** Supplied data follows **

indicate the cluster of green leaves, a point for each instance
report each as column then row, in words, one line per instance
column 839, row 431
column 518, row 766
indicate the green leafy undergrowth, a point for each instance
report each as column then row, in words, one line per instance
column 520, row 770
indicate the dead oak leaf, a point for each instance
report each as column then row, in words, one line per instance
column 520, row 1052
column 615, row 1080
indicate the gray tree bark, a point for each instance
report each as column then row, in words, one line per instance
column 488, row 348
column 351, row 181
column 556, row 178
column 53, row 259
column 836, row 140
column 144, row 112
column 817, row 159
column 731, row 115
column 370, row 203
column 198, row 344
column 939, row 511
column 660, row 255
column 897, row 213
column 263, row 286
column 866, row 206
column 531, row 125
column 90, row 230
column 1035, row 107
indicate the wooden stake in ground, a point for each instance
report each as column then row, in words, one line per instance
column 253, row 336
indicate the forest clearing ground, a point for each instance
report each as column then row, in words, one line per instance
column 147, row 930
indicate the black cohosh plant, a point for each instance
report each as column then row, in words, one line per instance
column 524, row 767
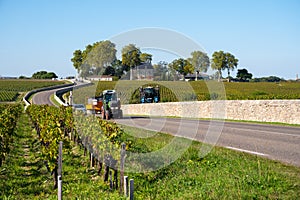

** End of Supplied data **

■ **What the task asks**:
The word to find is "ground". Copy every line of the records that holds it.

■ **Final answer**:
indicate the wooden stake in ground, a point for each instance
indicate the forest clearing ground, a point for each instance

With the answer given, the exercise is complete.